General Compute Launches Inference Neocloud to Solve AI Chip Shortage and Data Center Bottlenecks

By admin | May 28, 2026 | 3 min read

The insatiable appetite for computers capable of running AI models continues to accelerate, but anyone in this business faces two major hurdles: securing the right chips and placing them in data centers where they can start generating revenue. General Compute, a new inference neocloud—a company that rents out AI processing power, specializing in the phase when models are actively running and responding to users rather than being trained—has answers to these questions that shed light on where the AI ecosystem is heading. These solutions helped it raise a $15 million seed round at a $60 million post-money valuation, led by FUSE VC with participation from Carya Venture Partners and Village Global Ventures.

First, there’s the question of the right chip. Demand for GPUs has skyrocketed, but it’s becoming conventional wisdom that they aren’t the most suitable chips for running AI models after training. The phase where a model actively generates responses has different computational requirements than training, and a new class of chips is being designed specifically for this purpose. Nvidia’s $20 billion Groq transaction in December and Cerebras’ $57 billion IPO last week point in this direction. With capacity strained at both companies, General Compute’s co-founders, CEO Finn Puklowski and CTO Jason Goodison, found another option. They’re turning to specialized chips built by SambaNova, an Intel-backed chipmaker focused on inference that has somewhat faded from Silicon Valley’s conversation. That may change when SambaNova releases its new chips this year. The architecture is more flexible and uses more memory to store context during inference calculations, and SambaNova claims it outperforms not only GPUs but also other specialized chips from companies like Groq or Cerebras. Puklowski says the new chips will generate 600 to 700 tokens per second, compared to about 250 tokens per second for GPUs.

:::::

* **Problem details**
In the article about General Compute, which chipmaker's specialized chips are the co-founders turning to? Answer using only the article above.

* **Stored data**
:::::

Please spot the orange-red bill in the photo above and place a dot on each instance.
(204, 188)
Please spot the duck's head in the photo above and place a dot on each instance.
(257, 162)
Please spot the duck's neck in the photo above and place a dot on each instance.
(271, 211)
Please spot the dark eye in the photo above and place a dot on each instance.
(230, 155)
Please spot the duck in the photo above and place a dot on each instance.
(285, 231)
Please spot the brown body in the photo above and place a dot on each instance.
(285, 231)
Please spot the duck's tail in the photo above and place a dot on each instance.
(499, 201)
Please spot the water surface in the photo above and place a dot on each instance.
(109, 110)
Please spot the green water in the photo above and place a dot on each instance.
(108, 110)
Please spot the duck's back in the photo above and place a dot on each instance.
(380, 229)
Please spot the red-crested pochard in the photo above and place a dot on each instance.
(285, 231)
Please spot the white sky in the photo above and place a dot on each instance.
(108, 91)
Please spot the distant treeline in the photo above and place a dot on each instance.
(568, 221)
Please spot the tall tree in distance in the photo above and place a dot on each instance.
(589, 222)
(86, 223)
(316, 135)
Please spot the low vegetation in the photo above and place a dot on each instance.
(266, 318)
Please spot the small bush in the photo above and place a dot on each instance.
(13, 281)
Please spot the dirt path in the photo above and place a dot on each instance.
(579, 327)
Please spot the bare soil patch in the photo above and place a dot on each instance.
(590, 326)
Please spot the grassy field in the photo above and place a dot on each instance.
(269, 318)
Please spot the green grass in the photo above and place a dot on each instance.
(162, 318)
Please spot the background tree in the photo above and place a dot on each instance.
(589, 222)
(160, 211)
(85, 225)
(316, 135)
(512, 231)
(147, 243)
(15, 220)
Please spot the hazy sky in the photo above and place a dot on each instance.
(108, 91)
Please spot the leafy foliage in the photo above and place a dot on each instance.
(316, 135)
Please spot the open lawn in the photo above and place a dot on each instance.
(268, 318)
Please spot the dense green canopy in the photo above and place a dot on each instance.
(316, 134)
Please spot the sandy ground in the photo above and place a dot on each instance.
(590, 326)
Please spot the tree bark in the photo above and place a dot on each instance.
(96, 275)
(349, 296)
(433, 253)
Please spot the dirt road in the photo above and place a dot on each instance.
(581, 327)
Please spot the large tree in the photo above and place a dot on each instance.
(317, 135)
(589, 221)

:::::

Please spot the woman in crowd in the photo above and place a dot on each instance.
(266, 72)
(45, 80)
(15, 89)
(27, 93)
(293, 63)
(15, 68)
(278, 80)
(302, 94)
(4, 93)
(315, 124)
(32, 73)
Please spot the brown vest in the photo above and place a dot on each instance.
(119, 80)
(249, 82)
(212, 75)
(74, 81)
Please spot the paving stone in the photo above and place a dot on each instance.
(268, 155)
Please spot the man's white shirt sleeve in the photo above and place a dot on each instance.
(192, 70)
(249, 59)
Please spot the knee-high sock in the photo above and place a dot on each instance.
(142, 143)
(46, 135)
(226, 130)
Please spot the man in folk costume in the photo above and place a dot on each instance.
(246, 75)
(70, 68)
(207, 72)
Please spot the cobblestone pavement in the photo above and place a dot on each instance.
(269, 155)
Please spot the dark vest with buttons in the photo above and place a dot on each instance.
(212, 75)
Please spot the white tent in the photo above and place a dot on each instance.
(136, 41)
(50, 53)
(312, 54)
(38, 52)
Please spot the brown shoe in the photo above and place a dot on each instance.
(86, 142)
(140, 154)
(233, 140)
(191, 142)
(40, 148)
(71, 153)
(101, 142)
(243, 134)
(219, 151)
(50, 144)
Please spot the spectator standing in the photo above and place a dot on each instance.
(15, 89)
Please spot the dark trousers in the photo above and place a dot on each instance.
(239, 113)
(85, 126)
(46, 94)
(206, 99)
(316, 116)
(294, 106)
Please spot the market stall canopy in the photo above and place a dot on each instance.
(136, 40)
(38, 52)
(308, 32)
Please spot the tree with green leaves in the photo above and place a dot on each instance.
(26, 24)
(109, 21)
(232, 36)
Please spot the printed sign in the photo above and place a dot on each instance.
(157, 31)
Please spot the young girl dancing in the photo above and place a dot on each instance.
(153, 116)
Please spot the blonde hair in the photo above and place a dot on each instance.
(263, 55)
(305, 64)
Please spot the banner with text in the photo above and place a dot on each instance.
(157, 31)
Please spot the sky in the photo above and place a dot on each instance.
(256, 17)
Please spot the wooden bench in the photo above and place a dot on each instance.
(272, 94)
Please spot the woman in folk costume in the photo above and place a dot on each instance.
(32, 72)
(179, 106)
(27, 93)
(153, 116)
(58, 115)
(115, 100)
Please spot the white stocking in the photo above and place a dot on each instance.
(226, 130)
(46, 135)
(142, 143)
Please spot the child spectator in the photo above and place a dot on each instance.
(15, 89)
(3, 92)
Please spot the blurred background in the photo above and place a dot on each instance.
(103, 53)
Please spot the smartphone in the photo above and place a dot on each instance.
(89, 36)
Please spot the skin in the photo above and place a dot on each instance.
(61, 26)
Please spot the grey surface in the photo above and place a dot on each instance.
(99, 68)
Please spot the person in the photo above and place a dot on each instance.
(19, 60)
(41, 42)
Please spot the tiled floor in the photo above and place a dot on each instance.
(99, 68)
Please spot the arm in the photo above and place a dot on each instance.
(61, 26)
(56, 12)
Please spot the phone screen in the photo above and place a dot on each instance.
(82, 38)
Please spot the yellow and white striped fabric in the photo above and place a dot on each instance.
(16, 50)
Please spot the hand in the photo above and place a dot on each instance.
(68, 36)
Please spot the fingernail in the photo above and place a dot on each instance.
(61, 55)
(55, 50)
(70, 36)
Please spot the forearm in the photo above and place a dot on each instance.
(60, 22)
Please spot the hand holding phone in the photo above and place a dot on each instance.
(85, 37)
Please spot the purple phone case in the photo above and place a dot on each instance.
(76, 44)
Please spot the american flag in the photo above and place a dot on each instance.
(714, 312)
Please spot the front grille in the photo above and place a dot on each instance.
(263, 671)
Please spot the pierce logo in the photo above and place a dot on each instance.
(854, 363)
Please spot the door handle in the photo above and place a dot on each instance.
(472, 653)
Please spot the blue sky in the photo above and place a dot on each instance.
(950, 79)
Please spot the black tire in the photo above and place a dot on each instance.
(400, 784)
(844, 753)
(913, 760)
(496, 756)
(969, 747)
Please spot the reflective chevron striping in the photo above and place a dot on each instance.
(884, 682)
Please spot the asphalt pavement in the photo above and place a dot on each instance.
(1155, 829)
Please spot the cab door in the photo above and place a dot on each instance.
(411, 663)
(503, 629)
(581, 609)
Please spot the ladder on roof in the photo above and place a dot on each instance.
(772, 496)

:::::

* **Answer to this task**
They are turning to chips built by SambaNova, an Intel-backed chipmaker focused on inference.